**EXERCISE A**
According to the article on Henry County Health Center's economic impact, how much do HCHC Associates contribute in state sales tax revenue?
**EXERCISE B**
Extend the article on Henry County Health Center's economic impact, picking up after its final sentence.

**EXERCISE TEXT**
"""

Study shows Henry County Health Center adds $19.3M, 411 jobs to county's economy
Henry County Health Center (HCHC) generates 411 jobs that add $19,318,514 to Henry County’s economy, according to the latest study by the Iowa Hospital Association. In addition, HCHC Associates by themselves spend $4,793,710 on retail sales and contribute $287,623 in state sales tax revenue.
“The health sector plays a significant role in positively impacting Henry County’s economy. As a community employer, Henry County Health Center employs a large number of area residents. In addition, the health center and our associates also purchase goods and services from local businesses. All of this benefits Henry County’s economy,” stated HCHC CEO Robb Gardner. “Changes in the healthcare sector greatly impact both the economic and medical health of the community. In order to attract new business and residents to our area, it is crucial that HCHC is able to provide high quality healthcare services. This helps our economy advance and helps HCHC work toward our mission to enhance the health of individuals and our communities through high quality, effective and efficient services.”

"""

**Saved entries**

"""

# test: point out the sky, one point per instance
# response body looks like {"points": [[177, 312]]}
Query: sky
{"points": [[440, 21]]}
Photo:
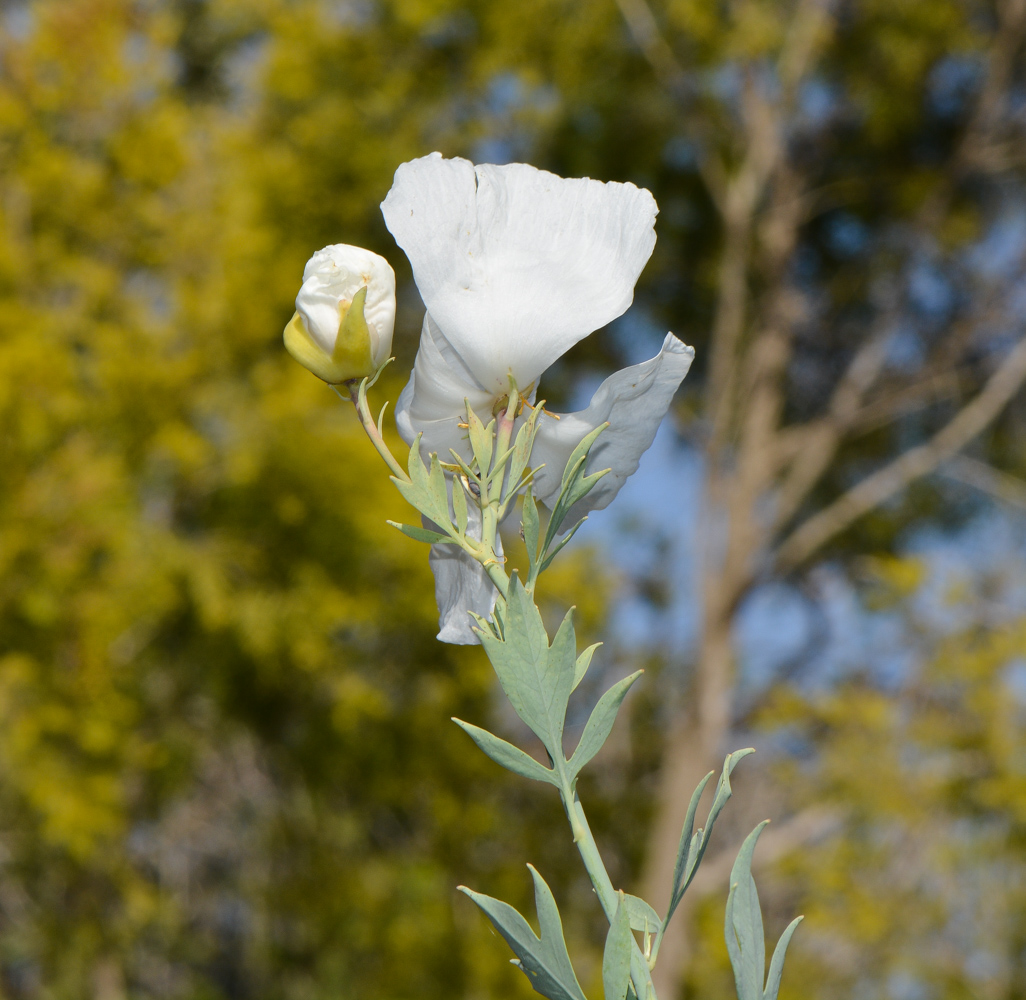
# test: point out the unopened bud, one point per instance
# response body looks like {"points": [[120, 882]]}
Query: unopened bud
{"points": [[345, 314]]}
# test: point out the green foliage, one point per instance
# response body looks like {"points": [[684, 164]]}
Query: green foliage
{"points": [[743, 930], [544, 960]]}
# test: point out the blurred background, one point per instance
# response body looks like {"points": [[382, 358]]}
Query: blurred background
{"points": [[226, 763]]}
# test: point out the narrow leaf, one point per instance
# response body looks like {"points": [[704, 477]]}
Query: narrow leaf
{"points": [[575, 463], [777, 963], [701, 840], [583, 663], [481, 440], [600, 724], [617, 956], [505, 754], [743, 926], [683, 848], [531, 957], [422, 534]]}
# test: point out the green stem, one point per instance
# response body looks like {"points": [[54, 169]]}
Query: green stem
{"points": [[489, 526], [358, 395], [607, 896]]}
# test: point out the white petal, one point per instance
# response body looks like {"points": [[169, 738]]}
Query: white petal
{"points": [[462, 586], [634, 401], [332, 276], [516, 265], [433, 399]]}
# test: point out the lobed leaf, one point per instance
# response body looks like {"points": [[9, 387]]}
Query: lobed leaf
{"points": [[599, 724], [537, 680], [582, 665], [506, 755]]}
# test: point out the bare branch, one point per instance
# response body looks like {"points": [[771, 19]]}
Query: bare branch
{"points": [[823, 437], [985, 478], [893, 478], [644, 30]]}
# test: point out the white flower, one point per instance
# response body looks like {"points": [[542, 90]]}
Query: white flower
{"points": [[515, 266], [345, 314]]}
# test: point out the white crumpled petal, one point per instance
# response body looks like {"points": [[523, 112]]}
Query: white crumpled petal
{"points": [[433, 399], [634, 401], [516, 265], [462, 586], [330, 279]]}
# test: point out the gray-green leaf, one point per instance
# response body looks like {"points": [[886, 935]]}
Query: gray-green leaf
{"points": [[600, 724], [617, 956], [543, 959], [743, 924], [693, 846], [641, 915], [505, 754], [583, 663], [421, 534], [537, 680]]}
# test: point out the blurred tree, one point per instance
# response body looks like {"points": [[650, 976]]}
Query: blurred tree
{"points": [[221, 773], [226, 762], [920, 890]]}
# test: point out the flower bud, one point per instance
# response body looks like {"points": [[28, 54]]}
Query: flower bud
{"points": [[345, 313]]}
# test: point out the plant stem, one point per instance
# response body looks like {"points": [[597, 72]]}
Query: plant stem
{"points": [[607, 896]]}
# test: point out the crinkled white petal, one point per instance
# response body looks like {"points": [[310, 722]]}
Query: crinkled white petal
{"points": [[514, 264], [462, 585], [634, 401], [433, 400], [332, 276]]}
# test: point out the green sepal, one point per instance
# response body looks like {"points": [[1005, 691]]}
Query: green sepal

"""

**TASK RESULT A**
$287,623.

**TASK RESULT B**
The IHA study examined the jobs, income, retail sales and sales tax produced by hospitals and the rest of the state’s health care sector. The study was compiled from hospital-submitted data on the American Hospital Association’s Annual Survey of Hospitals and with software that other industries have used to determine their economic impact.
Medicaid impact on economy
As Iowa lawmakers continue to debate expanding Iowa’s Medicaid program to cover more low-income residents, one aspect of the debate is the economic impact of expansion on both the state and its community hospitals.
“We can’t ignore the fact that Medicaid expansion would bring as much as $600 million a year to Iowa’s economy,” said Iowa Hospital Association President and CEO Kirk Norris. “That is a huge influx of dollars that would spread across the state. It’s not unlike a major business choosing to relocate to Iowa, but the impact is much broader and beneficial to far more Iowans. In terms of overall impact, there is no bigger economic issue in Iowa than Medicaid expansion.”
By insuring as many as 150,000 low-income Iowans, Medicaid expansion would also help alleviate the growing amount of charity care and bad debt among Iowa hospitals. In recent years, charity care and bad debt (also known together as uncompensated care) have grown 10 percent annually. In 2012, Iowa hospitals provided more than $1 billion in uncompensated care, primarily to uninsured patients.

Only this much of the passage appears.